_Requirement:_ Among the entries that follow, find every line with the word "approximate" and copy it.

Data entries:

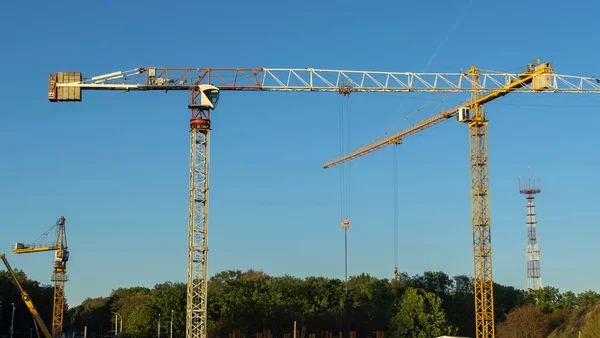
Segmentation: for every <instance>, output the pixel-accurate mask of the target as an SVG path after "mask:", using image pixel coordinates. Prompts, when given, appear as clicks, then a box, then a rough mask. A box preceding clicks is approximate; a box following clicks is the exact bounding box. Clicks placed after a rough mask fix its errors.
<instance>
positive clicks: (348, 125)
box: [339, 94, 352, 291]
mask: <svg viewBox="0 0 600 338" xmlns="http://www.w3.org/2000/svg"><path fill="white" fill-rule="evenodd" d="M343 96H344V97H341V96H340V101H339V137H340V156H343V155H345V154H347V153H348V152H350V144H351V132H350V129H351V125H352V119H351V117H352V111H351V99H350V95H349V94H344V95H343ZM345 96H348V97H347V98H345ZM350 190H351V163H349V162H347V163H343V164H342V165H340V203H341V207H340V212H341V215H340V218H341V224H342V229H343V230H344V276H345V279H344V280H345V282H346V291H347V290H348V286H347V282H348V228H349V227H350V221H349V219H350V197H351V195H350Z"/></svg>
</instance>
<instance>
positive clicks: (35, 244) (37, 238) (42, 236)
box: [31, 224, 56, 246]
mask: <svg viewBox="0 0 600 338" xmlns="http://www.w3.org/2000/svg"><path fill="white" fill-rule="evenodd" d="M54 227H56V224H54V225H52V226H51V227H50V229H48V230H46V232H44V233H43V234H41V235H40V237H38V238H37V239H36V240H35V241H34V242H33V243H32V244H31V245H33V246H35V245H37V244H39V243H40V242H41V241H42V240H43V239H44V238H46V237H47V236H48V235H49V234H50V231H52V230H53V229H54Z"/></svg>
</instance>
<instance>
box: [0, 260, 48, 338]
mask: <svg viewBox="0 0 600 338" xmlns="http://www.w3.org/2000/svg"><path fill="white" fill-rule="evenodd" d="M0 259H2V262H4V266H6V270H8V273H9V274H10V276H11V277H12V279H13V281H15V284H16V285H17V288H18V289H19V292H20V293H21V299H23V302H24V303H25V305H26V306H27V309H29V312H31V315H32V316H33V320H34V321H35V323H36V325H37V327H39V328H40V329H41V330H42V334H43V335H44V338H52V336H51V335H50V331H48V328H47V327H46V324H44V321H43V320H42V317H40V314H39V313H38V312H37V309H36V308H35V306H34V305H33V301H32V300H31V298H30V297H29V295H28V294H27V292H25V289H23V286H21V283H19V280H18V279H17V275H15V272H14V271H13V269H12V267H11V266H10V264H8V260H7V259H6V256H5V255H4V254H1V255H0ZM36 332H37V328H36ZM37 333H38V338H39V335H40V334H39V332H37Z"/></svg>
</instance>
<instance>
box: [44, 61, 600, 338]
mask: <svg viewBox="0 0 600 338" xmlns="http://www.w3.org/2000/svg"><path fill="white" fill-rule="evenodd" d="M84 90H86V91H103V90H114V91H124V92H138V91H161V92H168V91H185V92H187V93H188V94H189V95H188V98H189V99H188V106H187V107H188V108H189V109H190V111H191V118H190V167H189V178H190V187H189V208H188V210H189V211H188V255H187V262H188V276H187V309H186V338H206V337H207V330H206V324H207V282H208V215H209V214H208V205H209V171H210V170H209V169H210V133H211V130H212V128H211V118H210V115H211V112H212V110H214V109H215V108H216V107H217V103H218V102H219V97H220V92H221V91H262V92H329V93H339V94H342V95H348V94H350V93H351V92H379V93H408V92H428V93H432V92H445V93H473V99H472V100H471V101H469V102H467V104H465V105H462V106H460V107H456V108H455V109H453V110H450V111H447V112H445V113H442V114H441V115H439V116H438V117H436V118H431V119H427V120H425V121H423V122H422V123H420V124H419V125H417V126H414V127H412V129H410V128H409V129H410V130H409V131H407V132H406V133H404V134H402V135H401V137H396V138H391V139H390V138H387V139H386V140H384V141H382V142H381V143H378V144H376V145H374V146H371V147H370V148H369V149H372V150H375V149H378V148H381V147H384V146H386V145H388V144H393V143H394V142H395V141H394V140H396V139H397V142H396V143H399V142H401V139H402V138H403V137H405V136H408V135H412V134H414V133H416V132H418V131H420V130H423V129H426V128H428V127H430V126H431V125H434V124H437V123H439V122H441V121H443V120H446V119H448V118H450V117H452V116H455V115H457V112H458V111H459V110H460V114H459V121H460V122H465V123H467V122H468V123H469V125H470V129H471V130H472V141H473V146H472V154H474V155H476V156H475V157H473V159H472V168H473V180H472V186H473V205H474V206H473V208H474V211H473V213H474V215H477V219H475V218H474V219H473V224H474V226H476V227H477V229H476V230H474V233H476V236H475V237H476V238H477V244H476V245H475V246H476V259H475V265H476V272H475V275H476V278H477V280H478V281H477V286H476V289H477V290H476V294H477V296H476V299H475V301H476V304H477V305H476V309H477V325H478V329H477V332H478V333H477V338H482V337H486V338H487V337H493V336H494V328H493V317H494V315H493V308H492V307H493V300H492V299H493V294H492V288H491V285H492V280H491V246H490V245H489V243H490V240H489V216H488V215H489V213H488V211H487V210H488V203H487V201H488V197H487V148H486V146H487V143H486V133H485V128H486V125H487V122H486V120H485V117H484V114H483V104H484V103H485V102H489V101H491V100H493V99H495V98H497V97H500V96H503V95H505V94H507V93H509V92H542V91H550V92H569V93H583V92H587V93H600V86H599V85H598V83H597V82H596V80H595V79H594V78H590V77H578V76H568V75H557V74H553V72H552V68H551V67H550V65H549V64H547V63H539V62H538V63H537V64H535V65H529V66H528V67H527V69H526V70H525V72H524V73H522V74H510V73H505V72H494V71H485V72H481V71H480V70H478V69H476V68H472V69H471V71H470V72H469V73H468V74H464V73H413V72H383V71H361V70H332V69H315V68H197V67H196V68H164V67H163V68H160V67H141V68H135V69H131V70H128V71H117V72H112V73H107V74H103V75H97V76H92V77H87V78H85V77H83V75H82V73H81V72H57V73H51V74H50V77H49V83H48V93H47V94H48V100H49V101H50V102H69V101H71V102H80V101H82V91H84ZM483 93H489V94H486V95H483ZM260 103H261V101H260V100H259V99H257V100H256V101H253V105H255V106H256V105H258V106H260ZM361 155H362V154H361ZM358 156H360V155H356V154H354V155H352V156H345V157H343V158H342V160H340V161H337V162H336V163H334V164H330V166H332V165H335V164H339V163H342V162H344V161H348V160H351V159H353V158H355V157H358ZM348 222H349V221H348Z"/></svg>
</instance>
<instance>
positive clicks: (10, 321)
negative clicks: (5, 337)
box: [10, 303, 15, 338]
mask: <svg viewBox="0 0 600 338" xmlns="http://www.w3.org/2000/svg"><path fill="white" fill-rule="evenodd" d="M12 305H13V315H12V319H11V320H10V338H13V332H14V331H13V330H14V328H15V303H12Z"/></svg>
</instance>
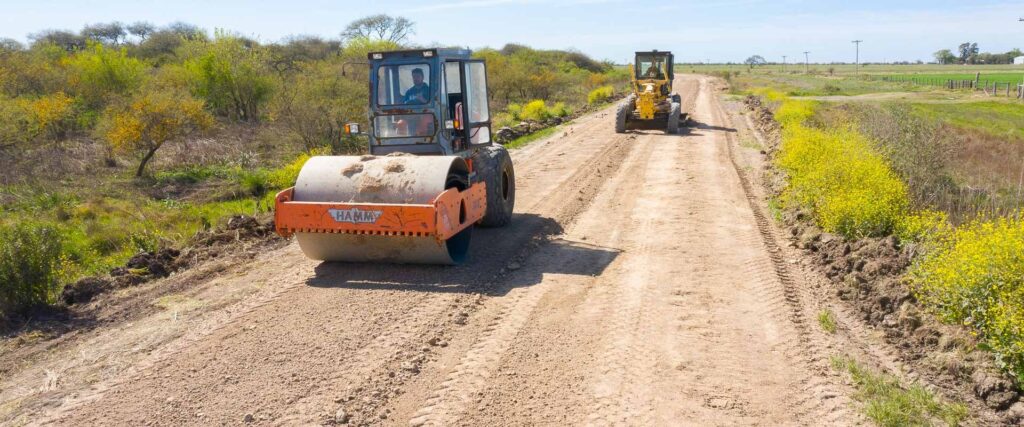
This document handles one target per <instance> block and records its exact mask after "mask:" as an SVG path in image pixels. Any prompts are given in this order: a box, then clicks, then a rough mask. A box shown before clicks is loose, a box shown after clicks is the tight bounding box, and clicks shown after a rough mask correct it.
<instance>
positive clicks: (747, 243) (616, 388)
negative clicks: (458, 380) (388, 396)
mask: <svg viewBox="0 0 1024 427" xmlns="http://www.w3.org/2000/svg"><path fill="white" fill-rule="evenodd" d="M684 82H685V83H694V82H695V81H694V80H692V79H687V80H685V81H684ZM680 86H682V85H680ZM700 93H701V98H700V100H699V102H698V103H699V105H700V106H699V108H700V109H702V111H698V112H697V113H698V114H697V115H695V116H696V119H697V120H699V119H705V120H706V122H708V123H707V124H701V125H698V128H697V129H694V130H693V131H692V132H691V134H690V135H684V136H681V137H677V136H668V135H660V134H658V133H656V132H651V133H648V134H641V135H642V136H639V137H638V138H637V139H636V142H635V143H636V144H637V145H638V150H637V151H635V152H633V156H632V157H631V158H629V159H627V160H626V162H625V163H626V166H624V168H623V171H628V173H625V172H621V173H620V174H618V176H616V177H615V178H614V179H612V180H611V181H609V182H608V183H607V184H606V185H605V187H604V188H603V189H602V190H601V194H600V195H599V196H598V198H596V199H595V203H594V204H592V205H591V207H590V209H588V210H587V212H585V213H583V214H582V215H581V218H580V219H579V220H578V221H577V222H574V223H573V225H572V227H571V228H570V229H569V230H568V232H567V234H566V238H565V239H566V240H570V241H581V240H584V239H586V240H587V241H588V242H590V243H592V244H594V245H597V246H599V247H609V248H610V249H614V250H618V251H621V252H620V253H618V255H617V256H616V257H614V259H613V260H611V262H610V263H609V264H608V265H607V266H606V267H605V268H604V269H603V271H600V272H597V273H596V274H594V275H595V276H594V277H586V276H580V275H571V274H570V275H563V274H550V275H549V274H545V276H544V279H543V281H542V282H541V283H540V284H537V285H534V286H532V288H529V289H526V290H521V292H532V293H536V294H535V295H540V296H528V295H526V294H524V295H525V296H520V297H519V298H528V299H529V300H528V303H526V304H519V305H522V306H524V308H523V309H525V310H528V311H529V312H528V313H512V314H503V316H515V322H514V325H513V326H511V327H509V328H510V330H509V332H507V335H505V336H511V338H507V340H508V342H507V343H505V342H506V341H505V340H506V338H503V339H502V340H503V344H502V345H501V346H500V348H497V349H496V350H495V351H496V352H500V353H501V354H495V355H493V356H490V358H489V359H488V361H487V364H488V365H487V368H486V369H485V370H484V371H485V373H484V374H481V375H480V376H478V377H477V378H480V377H483V378H486V381H485V382H482V383H481V382H477V383H473V384H471V385H466V384H468V383H469V381H463V384H462V385H461V386H460V385H459V384H455V385H453V383H446V384H445V385H444V386H443V387H444V388H443V389H444V390H451V389H456V390H458V391H459V393H456V394H458V395H460V396H463V398H462V399H459V398H455V397H453V396H452V395H450V396H449V397H450V399H449V400H446V402H445V401H442V402H441V403H438V402H437V400H436V399H431V400H430V404H429V405H427V408H428V409H435V410H436V409H437V405H443V408H441V409H440V410H438V411H437V412H439V413H443V416H437V417H434V418H430V416H429V414H428V413H425V412H422V411H421V412H417V413H415V414H417V415H418V416H419V417H418V418H416V419H415V422H416V423H417V424H419V423H425V424H432V423H433V424H462V425H495V426H505V425H535V424H577V423H587V424H595V425H611V424H614V425H622V424H627V425H676V424H680V423H694V424H696V423H700V422H708V421H709V420H714V422H715V423H716V424H724V425H744V424H776V425H777V424H815V423H817V422H820V421H821V420H823V419H825V418H824V417H818V416H817V414H820V413H819V412H815V411H813V410H807V409H804V405H805V403H804V401H815V400H817V399H819V398H818V397H817V396H816V395H814V392H815V388H814V384H815V382H816V381H818V380H817V379H816V378H813V376H814V375H819V374H818V373H811V374H810V375H811V376H812V378H810V379H805V377H806V375H805V372H804V367H803V366H802V365H801V364H800V362H799V357H798V362H797V364H794V362H793V361H792V360H793V358H794V354H801V353H800V352H799V351H797V350H799V346H800V345H801V342H800V340H799V339H797V338H798V333H797V332H796V329H797V328H796V327H795V326H794V325H793V324H792V322H791V316H790V315H788V312H790V309H788V308H787V307H786V301H785V295H784V293H782V292H781V288H779V285H778V279H777V277H776V271H775V270H774V268H773V267H772V263H771V260H770V257H769V255H768V254H767V253H766V252H765V250H764V246H763V245H764V244H763V242H761V239H762V238H761V234H760V232H759V230H758V227H757V224H756V221H755V218H754V214H753V213H752V212H751V210H750V206H749V203H750V202H749V200H748V199H746V198H745V196H744V193H743V191H742V188H741V187H740V183H739V181H738V178H737V177H736V175H735V173H736V172H735V170H734V168H733V166H732V165H731V164H730V163H729V156H728V152H727V150H728V148H727V147H726V146H725V145H724V144H725V143H726V142H728V139H727V138H726V137H725V136H723V135H722V133H724V132H728V130H726V129H723V123H721V122H719V121H717V120H714V119H709V118H707V116H709V115H710V113H708V111H709V109H710V105H709V103H710V102H714V101H715V100H716V99H714V98H711V95H710V90H708V88H705V89H701V90H700ZM697 123H699V122H697ZM587 238H591V239H587ZM552 246H553V245H549V246H547V247H544V248H541V250H540V251H539V252H538V253H537V254H535V255H534V256H535V257H537V258H540V259H542V260H544V259H546V260H547V261H538V262H537V264H539V265H540V264H544V263H545V262H547V263H551V264H557V263H565V262H568V261H569V260H570V259H571V257H568V256H564V255H562V254H559V253H557V252H556V251H550V250H549V249H550V248H551V247H552ZM549 258H550V259H549ZM531 263H532V262H531ZM538 268H539V270H541V271H546V269H545V268H546V267H543V266H541V267H538ZM765 296H768V297H770V298H765ZM508 298H509V300H510V301H522V300H516V299H514V298H515V297H514V296H512V295H510V296H509V297H508ZM494 302H495V303H496V305H499V306H500V307H501V308H502V309H501V312H503V313H506V312H508V310H509V307H510V306H511V307H512V308H511V309H512V310H515V309H519V308H520V307H517V306H516V305H515V304H512V305H501V304H502V303H504V302H506V301H500V300H495V301H494ZM542 307H543V308H542ZM523 317H525V319H524V321H523ZM498 321H499V322H501V317H499V319H498ZM512 330H514V331H515V332H514V334H513V333H512V332H511V331H512ZM484 339H485V338H484ZM479 342H480V339H479V337H477V340H474V342H473V343H472V344H467V346H466V348H468V349H469V348H471V349H473V350H472V351H467V352H480V351H482V350H481V348H494V347H486V346H483V347H479V346H476V345H477V344H478V343H479ZM795 349H796V350H795ZM455 351H457V352H456V354H455V360H457V362H456V364H454V366H456V367H458V368H456V369H455V372H461V371H462V370H464V369H465V366H464V362H465V360H466V357H465V353H463V352H462V351H461V350H455ZM437 368H440V369H443V367H437ZM449 374H451V373H449ZM441 378H449V379H451V378H452V377H451V376H449V377H444V376H441ZM457 383H458V381H457ZM809 385H810V386H809ZM435 394H436V393H435ZM808 395H811V397H807V396H808ZM430 397H436V395H431V396H430ZM423 399H424V400H428V397H426V396H425V397H423ZM442 400H443V399H442ZM421 401H422V400H421ZM452 401H455V402H454V403H453V402H452ZM449 410H453V411H449ZM409 414H413V413H412V412H411V413H409ZM834 419H835V420H838V422H837V424H846V423H848V422H849V420H847V419H846V418H844V417H843V416H842V415H838V416H836V417H835V418H834Z"/></svg>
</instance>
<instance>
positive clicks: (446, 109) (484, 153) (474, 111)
mask: <svg viewBox="0 0 1024 427" xmlns="http://www.w3.org/2000/svg"><path fill="white" fill-rule="evenodd" d="M470 53H471V52H470V51H469V50H467V49H422V50H401V51H388V52H372V53H370V54H369V61H368V62H367V65H368V66H369V68H370V70H369V72H370V108H369V109H368V111H369V129H367V130H366V132H359V129H358V127H359V126H358V124H354V123H353V124H348V125H346V126H345V132H346V133H349V134H366V135H367V136H368V137H369V140H370V154H369V155H367V156H316V157H313V158H310V159H309V161H307V162H306V163H305V165H303V166H302V169H301V170H300V172H299V176H298V179H297V180H296V182H295V186H294V187H291V188H288V189H285V190H283V191H281V193H280V194H278V196H276V200H275V204H274V205H275V211H274V226H275V228H276V232H278V233H279V234H281V236H283V237H286V238H287V237H291V236H295V238H296V240H297V241H298V244H299V247H300V248H301V249H302V252H303V253H304V254H305V255H306V256H308V257H309V258H312V259H317V260H324V261H356V262H362V261H372V262H394V263H421V264H458V263H461V262H463V261H465V260H466V258H467V255H468V251H469V241H470V237H471V233H472V231H473V226H474V225H481V226H503V225H506V224H508V223H509V221H510V220H511V218H512V209H513V206H514V204H515V171H514V169H513V168H512V160H511V158H510V157H509V154H508V152H507V151H506V150H505V147H503V146H501V145H499V144H496V143H494V142H493V138H492V132H490V113H489V110H488V109H487V72H486V66H485V65H484V63H483V60H480V59H473V58H471V57H470ZM360 63H361V62H360Z"/></svg>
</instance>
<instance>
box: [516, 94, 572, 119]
mask: <svg viewBox="0 0 1024 427" xmlns="http://www.w3.org/2000/svg"><path fill="white" fill-rule="evenodd" d="M508 111H509V113H511V114H512V118H513V119H515V120H532V121H536V122H543V121H546V120H549V119H552V118H556V117H566V116H568V115H569V114H571V113H572V112H570V111H569V109H568V108H567V106H565V102H555V104H554V105H551V106H549V105H548V104H547V102H545V101H544V99H534V100H531V101H529V102H527V103H526V104H525V105H522V106H520V105H518V104H510V105H509V109H508Z"/></svg>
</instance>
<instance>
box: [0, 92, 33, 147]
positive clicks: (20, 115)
mask: <svg viewBox="0 0 1024 427" xmlns="http://www.w3.org/2000/svg"><path fill="white" fill-rule="evenodd" d="M30 120H31V119H30V117H29V112H28V111H27V109H25V105H24V104H23V103H22V102H18V101H16V100H13V99H5V98H3V97H0V148H2V147H6V146H12V145H16V144H19V143H24V142H26V141H28V140H30V139H31V134H30V132H29V126H30V124H29V123H30Z"/></svg>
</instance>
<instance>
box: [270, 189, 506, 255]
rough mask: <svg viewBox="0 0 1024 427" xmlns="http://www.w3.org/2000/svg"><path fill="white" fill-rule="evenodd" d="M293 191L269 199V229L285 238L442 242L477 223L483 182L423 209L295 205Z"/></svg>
mask: <svg viewBox="0 0 1024 427" xmlns="http://www.w3.org/2000/svg"><path fill="white" fill-rule="evenodd" d="M294 191H295V187H291V188H288V189H285V190H283V191H281V193H279V194H278V197H276V198H274V213H273V223H274V228H275V230H276V231H278V234H281V236H282V237H285V238H288V237H290V236H292V234H294V233H296V232H345V233H354V234H379V236H422V237H430V236H432V237H434V238H436V239H437V240H438V241H446V240H449V239H451V238H452V237H453V236H455V234H457V233H458V232H459V231H462V230H463V229H466V227H468V226H470V225H472V224H474V223H475V222H476V221H479V220H480V219H481V218H483V214H484V213H485V212H486V207H487V206H486V203H487V191H486V185H485V184H484V183H483V182H477V183H474V184H472V185H470V186H469V188H466V189H465V190H463V191H460V190H459V189H458V188H449V189H445V190H444V191H443V193H441V194H440V195H438V196H437V198H435V199H434V200H433V202H432V203H431V204H429V205H412V204H410V205H402V204H385V203H331V202H295V201H293V200H292V199H293V196H294ZM339 218H340V219H339Z"/></svg>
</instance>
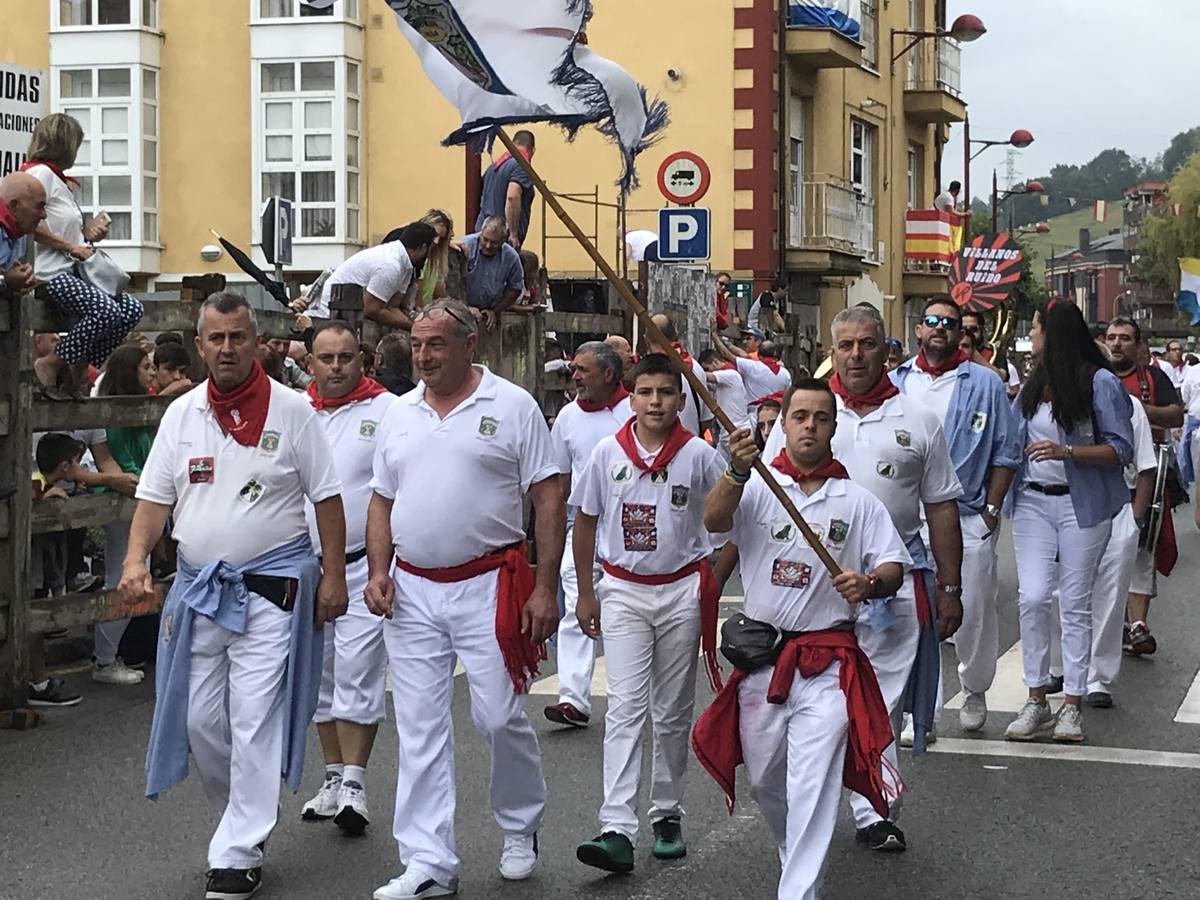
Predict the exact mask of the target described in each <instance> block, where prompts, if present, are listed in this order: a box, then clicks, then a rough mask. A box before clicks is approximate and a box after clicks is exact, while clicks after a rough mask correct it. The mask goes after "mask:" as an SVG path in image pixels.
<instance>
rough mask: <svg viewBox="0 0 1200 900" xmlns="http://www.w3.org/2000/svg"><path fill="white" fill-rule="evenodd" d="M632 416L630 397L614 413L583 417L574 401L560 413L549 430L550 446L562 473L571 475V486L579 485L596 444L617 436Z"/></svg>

_Written solution:_
Segmentation: for every <instance>, output the pixel-accurate mask of the target as an SVG path after "mask:", using image pixel coordinates. Prompts, when given, appear as clicks, then a box, then a rough mask. A box preceding clicks is approximate; a box following clicks is the exact bounding box. Clicks placed after a rough mask fix its errors.
Predict the exact mask of the target described in each <instance> block, where prompts, if present, are listed in this order: a box, then clicks, then a rough mask. A box before clicks is approximate and a box after clicks is exact, while clicks after a rough mask correct it. The mask goes after "mask:" as an SVG path in image pixels.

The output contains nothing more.